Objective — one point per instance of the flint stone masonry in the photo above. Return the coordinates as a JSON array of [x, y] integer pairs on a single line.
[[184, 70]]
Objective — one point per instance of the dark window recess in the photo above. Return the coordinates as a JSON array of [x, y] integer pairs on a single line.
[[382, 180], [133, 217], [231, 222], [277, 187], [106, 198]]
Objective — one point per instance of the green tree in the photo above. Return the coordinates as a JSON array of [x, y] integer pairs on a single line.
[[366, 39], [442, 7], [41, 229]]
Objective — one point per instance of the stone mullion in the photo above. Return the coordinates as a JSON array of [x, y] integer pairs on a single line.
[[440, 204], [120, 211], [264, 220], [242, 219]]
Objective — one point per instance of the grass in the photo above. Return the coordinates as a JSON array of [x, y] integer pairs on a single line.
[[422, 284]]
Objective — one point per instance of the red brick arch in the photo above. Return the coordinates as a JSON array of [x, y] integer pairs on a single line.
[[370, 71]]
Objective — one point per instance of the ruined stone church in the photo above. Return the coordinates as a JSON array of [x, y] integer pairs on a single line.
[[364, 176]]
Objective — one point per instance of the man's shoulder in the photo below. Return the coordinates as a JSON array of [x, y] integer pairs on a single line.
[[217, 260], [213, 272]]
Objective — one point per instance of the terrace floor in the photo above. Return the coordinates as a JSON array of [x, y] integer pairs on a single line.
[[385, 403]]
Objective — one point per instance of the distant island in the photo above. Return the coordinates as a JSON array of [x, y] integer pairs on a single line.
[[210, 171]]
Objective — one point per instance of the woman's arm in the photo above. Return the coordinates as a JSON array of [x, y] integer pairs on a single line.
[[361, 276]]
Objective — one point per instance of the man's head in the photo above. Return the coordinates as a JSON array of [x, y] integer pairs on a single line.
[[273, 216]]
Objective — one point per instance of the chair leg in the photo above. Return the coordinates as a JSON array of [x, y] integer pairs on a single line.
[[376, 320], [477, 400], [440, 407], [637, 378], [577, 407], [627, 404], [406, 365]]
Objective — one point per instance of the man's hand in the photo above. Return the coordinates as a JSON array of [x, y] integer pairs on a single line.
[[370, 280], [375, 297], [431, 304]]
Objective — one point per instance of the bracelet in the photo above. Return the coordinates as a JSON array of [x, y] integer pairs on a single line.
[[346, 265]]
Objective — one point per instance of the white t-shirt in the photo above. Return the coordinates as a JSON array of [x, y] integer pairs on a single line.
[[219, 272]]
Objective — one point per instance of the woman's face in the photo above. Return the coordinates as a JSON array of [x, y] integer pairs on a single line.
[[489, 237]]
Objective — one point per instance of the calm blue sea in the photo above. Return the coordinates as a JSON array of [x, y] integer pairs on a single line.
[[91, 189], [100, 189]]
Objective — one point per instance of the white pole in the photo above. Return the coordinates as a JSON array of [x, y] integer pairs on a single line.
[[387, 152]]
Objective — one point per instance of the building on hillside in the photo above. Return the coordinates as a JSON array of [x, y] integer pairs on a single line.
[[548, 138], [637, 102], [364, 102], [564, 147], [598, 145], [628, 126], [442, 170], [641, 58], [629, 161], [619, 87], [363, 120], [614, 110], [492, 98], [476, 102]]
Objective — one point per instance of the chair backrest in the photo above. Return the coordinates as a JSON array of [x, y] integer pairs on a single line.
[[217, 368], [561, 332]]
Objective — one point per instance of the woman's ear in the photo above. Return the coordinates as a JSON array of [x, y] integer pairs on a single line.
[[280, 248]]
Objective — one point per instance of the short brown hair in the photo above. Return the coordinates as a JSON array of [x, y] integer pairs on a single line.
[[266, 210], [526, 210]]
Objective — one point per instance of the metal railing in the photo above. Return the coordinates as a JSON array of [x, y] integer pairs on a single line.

* * * *

— Exercise goal —
Can you turn all the lines above into a numbered list, leaving out any blank lines?

— Exercise solution —
1. Objective — one point per instance of the flint stone masonry in the photo above. Return the coordinates as a JSON array of [x, y] integer pairs on a single line.
2. [[184, 70]]
3. Objective — one point per instance of the dark window recess in the photo above. Return the coordinates as a JSON array of [x, y] integer pairs on a single line.
4. [[382, 180], [133, 217], [231, 222], [277, 187], [106, 198]]
5. Objective — one point per instance of the green tree in the photo above. Return the coordinates as a JSON array of [x, y] integer pairs on a single line.
6. [[366, 39], [442, 7], [41, 229]]
7. Objective — one point per instance of the stone mullion in the photo above. Return the coordinates as a JSON array of [x, y] integer pairs on a single line.
8. [[440, 204], [120, 211], [264, 220], [242, 219]]
9. Objective — one point per instance of the grass in the photo above. Return the coordinates as a JSON array of [x, y] integer pairs on a single line.
10. [[422, 284]]
11. Objective — one point per instance of the red brick arch in the photo above. Return the coordinates as a JSON array of [x, y] integer pairs on a single line.
12. [[370, 71]]
13. Objective — one point per instance of the ruined stone church in the photo above. Return the coordinates as a JSON array of [x, y] integer pairs on a single line.
14. [[364, 176]]
15. Objective — one point per instance of the man's shoulder in the photo below. Return the coordinates as a JSON array of [x, y] integer pairs on a single line.
16. [[217, 260], [213, 272]]
17. Objective — one point per instance of the terrace floor in the photo above. Return the coordinates as a JSON array of [x, y] integer pairs on a single line.
18. [[385, 403]]
19. Objective — one point per instance of the distant island in the photo above. Return the coordinates as a JSON array of [x, y] integer pairs on a single line.
20. [[210, 171]]
21. Objective — one point per instance of the woman's arm in the photo above. Return the coordinates as a JSON array of [x, y] integer pairs on a single line.
22. [[361, 276]]
23. Objective — one point per instance of the man's head in the photo above. Return the coordinates as a JSON array of [x, y] integer pairs on a single line.
24. [[273, 216]]
25. Objective — one point per instance of the chair leg in the photo above. Return the coordinates as a JSON array of [x, y] integer pairs on a single line.
26. [[376, 320], [477, 400], [440, 407], [637, 378], [577, 407], [627, 404], [406, 365]]
27. Objective — one point per instance of the man's hand in the photo above. Return the coordinates as a JSON array of [x, y] integer pairs on a single line.
28. [[370, 280], [375, 297], [431, 304]]
29. Objective — one point per instance of the bracelet in the photo above. Return the coordinates as a JSON array of [x, y] integer pairs on a single line.
30. [[346, 265]]
31. Objective — one point per instance of the white t-shirt in the photo above. Return the coordinates as a JSON array of [x, y] integer pairs on a single line.
32. [[219, 272]]
33. Objective — one point per instance of the woman's face in the photo above. Return the coordinates as a JSON array of [x, y] integer pairs on a single line.
34. [[489, 237]]
35. Objective — one point per instance of the calm blue sea in the photo above. Return the coordinates as a JSON array of [x, y] integer pairs on a single line.
36. [[91, 189], [100, 189]]
37. Objective — one point per instance of the white pole in the photo above. Return the coordinates as a JSON array of [x, y] integer pairs on a single line.
38. [[387, 152]]
39. Objective — one point per instance of the building on hillside in the photo above. Return the coordinates as a JSON array of [x, y] integer pairs on a single line.
40. [[548, 138], [637, 102], [364, 102], [564, 147], [598, 145], [628, 126], [442, 170], [641, 58], [629, 161], [619, 87], [363, 120], [614, 110], [492, 98], [476, 102]]
41. Objective — one point per instance of the chair backrest in the photo above. Return the coordinates as a JSON array of [x, y] integer pairs on a single line.
42. [[217, 368], [561, 332]]
43. Objective — one point per instance of the woman's ear in the photo above. Return the coordinates as a JSON array of [x, y] integer pairs on a single line.
44. [[280, 248]]
45. Objective — one point per instance of the short brown hair in the photo above. Return the coordinates as a JSON array of [x, y] integer pairs on a single line.
46. [[266, 210], [526, 210]]
47. Objective — one point per instance of the metal railing in the photo above. Return the coordinates as a JSON array of [x, y] integer pairs on a single line.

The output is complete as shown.